I also have a question on header selection. Specifically, should I purchase the long- or short-tube variety?

I don’t have a repair shop in my area that I trust to do the insulation, but I’m a good shade-tree mechanic. Do you think I could perform this installation in my home garage? If so, could you give me some tips to make the job easier?

Johnny

Via email


A: The C5’s factory exhaust system sounds decent and is extremely efficient. However, due in part to government decibel restrictions, the muffler design is not as free flowing as we’d like. As a result, there’s horsepower to be gained by installing a less restrictive system.

The first thing to keep in mind when purchasing an exhaust system is the quality of construction. If you go with a company that has a proven product, you usually will not be disappointed.

My suggestion is to go to several Corvette events and see which system sounds the best to you. Then, ask the car’s owner the following questions:

- Who manufactured it?
- Did he install the system himself, or have it done by a professional?
- Have there been any problems since the installation, such as rattles or a check-engine light?
- Did the kit come complete? If not, what else was needed?
- Did the system seem to boost performance, whether subjectively or on a dyno?
- If the owner had it to do over again, would he buy the same system?

Headers
To get maximum performance out of a new exhaust system, a set of headers is essential. While it’s not mandatory, I recommend buying your headers and other exhaust components from the same manufacturer whenever possible. This usually ensures that everything fits properly and lines up correctly the first time.

Vemp 1303 01 Z Technically Speaking Exhaust System Exhaust 2/7

Fortunately, installing headers isn’t especially difficult on the C5; you’ll just need a little time and patience. Make sure the ones you buy don’t require any cutting, welding, fabrication, or other post-purchase modifications.

As you noted, you will need to choose either long- or short-tube headers for your C5. Long-tube headers improve scavenging and take advantage of exhaust pulses to emphasize power and torque throughout the rpm range. The downside is that, because they require the removal or relocation of the factory catalytic converters, they are not legal for use on street-driven vehicles.

Short-tube headers are compatible with the stock cats (and easier to install), but they tend to make less power. Consider the pros and cons of each type of header carefully before making your decision.

Part 1: Removing the Stock Exhaust Manifolds
While it is possible to install your headers and exhaust system using jackstands, the job is considerably easier if you have access to a lift. You’ll also need an assistant to provide an extra set of hands during the installation.

_Objective 1:_ Convert the records, from their first line through the line containing "x=717 y=344", inclusive, into a Markdown table with the columns n and Line, skipping blank lines. Include only those lines.
The C5 exhaust article and the records are unrelated to each other.

Object pointing dataset records:
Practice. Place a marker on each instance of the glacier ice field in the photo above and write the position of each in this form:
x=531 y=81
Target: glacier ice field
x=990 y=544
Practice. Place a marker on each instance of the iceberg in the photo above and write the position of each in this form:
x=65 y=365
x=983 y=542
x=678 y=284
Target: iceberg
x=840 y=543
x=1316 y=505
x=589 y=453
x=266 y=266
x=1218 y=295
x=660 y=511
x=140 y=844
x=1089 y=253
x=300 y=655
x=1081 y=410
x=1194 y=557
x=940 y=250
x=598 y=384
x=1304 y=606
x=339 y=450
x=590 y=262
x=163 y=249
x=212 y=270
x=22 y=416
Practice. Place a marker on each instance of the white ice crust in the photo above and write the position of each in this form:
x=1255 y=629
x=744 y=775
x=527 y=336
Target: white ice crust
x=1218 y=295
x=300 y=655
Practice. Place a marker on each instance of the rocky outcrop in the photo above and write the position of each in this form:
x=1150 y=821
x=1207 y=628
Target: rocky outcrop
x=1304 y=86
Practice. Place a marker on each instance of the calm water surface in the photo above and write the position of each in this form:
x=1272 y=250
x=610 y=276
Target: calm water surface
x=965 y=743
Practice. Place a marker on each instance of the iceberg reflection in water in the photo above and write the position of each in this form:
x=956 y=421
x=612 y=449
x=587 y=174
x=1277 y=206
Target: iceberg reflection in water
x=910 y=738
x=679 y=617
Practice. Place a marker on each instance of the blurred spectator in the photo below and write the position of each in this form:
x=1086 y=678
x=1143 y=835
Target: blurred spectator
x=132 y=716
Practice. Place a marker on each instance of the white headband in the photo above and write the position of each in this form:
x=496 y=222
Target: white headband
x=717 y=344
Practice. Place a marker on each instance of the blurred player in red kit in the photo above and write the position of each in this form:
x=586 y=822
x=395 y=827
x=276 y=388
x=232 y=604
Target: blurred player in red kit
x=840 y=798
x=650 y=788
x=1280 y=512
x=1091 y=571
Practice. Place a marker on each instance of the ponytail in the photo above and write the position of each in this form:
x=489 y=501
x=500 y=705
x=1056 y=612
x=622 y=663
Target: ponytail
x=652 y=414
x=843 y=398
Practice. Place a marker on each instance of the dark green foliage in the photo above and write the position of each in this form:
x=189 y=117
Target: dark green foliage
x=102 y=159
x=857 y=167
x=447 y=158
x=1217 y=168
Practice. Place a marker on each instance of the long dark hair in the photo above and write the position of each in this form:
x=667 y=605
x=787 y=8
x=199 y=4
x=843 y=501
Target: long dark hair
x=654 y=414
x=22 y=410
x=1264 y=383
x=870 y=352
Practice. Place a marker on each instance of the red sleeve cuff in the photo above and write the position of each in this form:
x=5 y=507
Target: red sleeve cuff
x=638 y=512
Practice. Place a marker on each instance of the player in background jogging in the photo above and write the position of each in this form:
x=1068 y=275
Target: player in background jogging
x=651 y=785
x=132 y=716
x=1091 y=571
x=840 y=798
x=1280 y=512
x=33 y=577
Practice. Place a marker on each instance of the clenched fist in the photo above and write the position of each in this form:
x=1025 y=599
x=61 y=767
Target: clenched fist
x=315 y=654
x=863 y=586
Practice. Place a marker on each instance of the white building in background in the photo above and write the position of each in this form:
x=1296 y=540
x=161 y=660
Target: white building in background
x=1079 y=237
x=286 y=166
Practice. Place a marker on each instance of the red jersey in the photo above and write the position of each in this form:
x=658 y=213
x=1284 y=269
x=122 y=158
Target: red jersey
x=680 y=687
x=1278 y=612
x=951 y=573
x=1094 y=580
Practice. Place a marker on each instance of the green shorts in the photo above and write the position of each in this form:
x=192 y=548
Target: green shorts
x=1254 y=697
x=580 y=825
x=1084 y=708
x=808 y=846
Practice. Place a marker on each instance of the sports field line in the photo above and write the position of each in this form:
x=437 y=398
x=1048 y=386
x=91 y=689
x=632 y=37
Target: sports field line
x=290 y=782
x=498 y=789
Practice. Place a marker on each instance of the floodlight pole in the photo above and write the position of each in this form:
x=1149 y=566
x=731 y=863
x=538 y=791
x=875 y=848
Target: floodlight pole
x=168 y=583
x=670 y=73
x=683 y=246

_Objective 2:_ Duplicate the portion of the C5 exhaust article between "- Have there" and "the first time.", inclusive.

_Exercise output 1:_
| n | Line |
|---|---|
| 1 | Practice. Place a marker on each instance of the glacier ice field in the photo above and write the position of each in this form: |
| 2 | x=531 y=81 |
| 3 | Target: glacier ice field |
| 4 | x=990 y=544 |
| 5 | Practice. Place a marker on each instance of the iceberg in the photo above and write the position of each in this form: |
| 6 | x=65 y=365 |
| 7 | x=983 y=542 |
| 8 | x=678 y=284 |
| 9 | Target: iceberg |
| 10 | x=840 y=543 |
| 11 | x=1316 y=505 |
| 12 | x=589 y=453 |
| 13 | x=266 y=266 |
| 14 | x=1218 y=295 |
| 15 | x=660 y=511 |
| 16 | x=140 y=844 |
| 17 | x=1089 y=253 |
| 18 | x=300 y=655 |
| 19 | x=1081 y=410 |
| 20 | x=1194 y=557 |
| 21 | x=940 y=250 |
| 22 | x=598 y=384 |
| 23 | x=1304 y=606 |
| 24 | x=339 y=450 |
| 25 | x=590 y=262 |
| 26 | x=163 y=249 |
| 27 | x=212 y=270 |
| 28 | x=22 y=416 |
| 29 | Practice. Place a marker on each instance of the white ice crust in the photo above and write the position of each in this form: |
| 30 | x=1255 y=629 |
| 31 | x=744 y=775 |
| 32 | x=527 y=336 |
| 33 | Target: white ice crust |
| 34 | x=1218 y=295 |
| 35 | x=300 y=655 |
| 36 | Practice. Place a marker on each instance of the rocky outcrop in the photo above and write the position of each in this form: |
| 37 | x=1150 y=821 |
| 38 | x=1207 y=628 |
| 39 | Target: rocky outcrop |
| 40 | x=1304 y=86 |
| 41 | Practice. Place a marker on each instance of the calm water surface in the photo above and write the position of each in this form: |
| 42 | x=1272 y=250 |
| 43 | x=610 y=276 |
| 44 | Target: calm water surface |
| 45 | x=965 y=743 |
| 46 | Practice. Place a marker on each instance of the iceberg reflection in water in the photo above and write the position of each in this form: |
| 47 | x=956 y=421 |
| 48 | x=612 y=449 |
| 49 | x=587 y=174 |
| 50 | x=1277 y=206 |
| 51 | Target: iceberg reflection in water |
| 52 | x=910 y=738 |
| 53 | x=679 y=617 |
| 54 | Practice. Place a marker on each instance of the blurred spectator in the photo below and write the position of each in this form: |
| 55 | x=1086 y=678 |
| 56 | x=1143 y=835 |
| 57 | Target: blurred spectator |
| 58 | x=132 y=716 |
| 59 | Practice. Place a marker on each instance of the white headband in the photo above and write the position of each in this form: |
| 60 | x=496 y=222 |
| 61 | Target: white headband |
| 62 | x=717 y=344 |

_Exercise output 2:_
- Have there been any problems since the installation, such as rattles or a check-engine light?
- Did the kit come complete? If not, what else was needed?
- Did the system seem to boost performance, whether subjectively or on a dyno?
- If the owner had it to do over again, would he buy the same system?

Headers
To get maximum performance out of a new exhaust system, a set of headers is essential. While it’s not mandatory, I recommend buying your headers and other exhaust components from the same manufacturer whenever possible. This usually ensures that everything fits properly and lines up correctly the first time.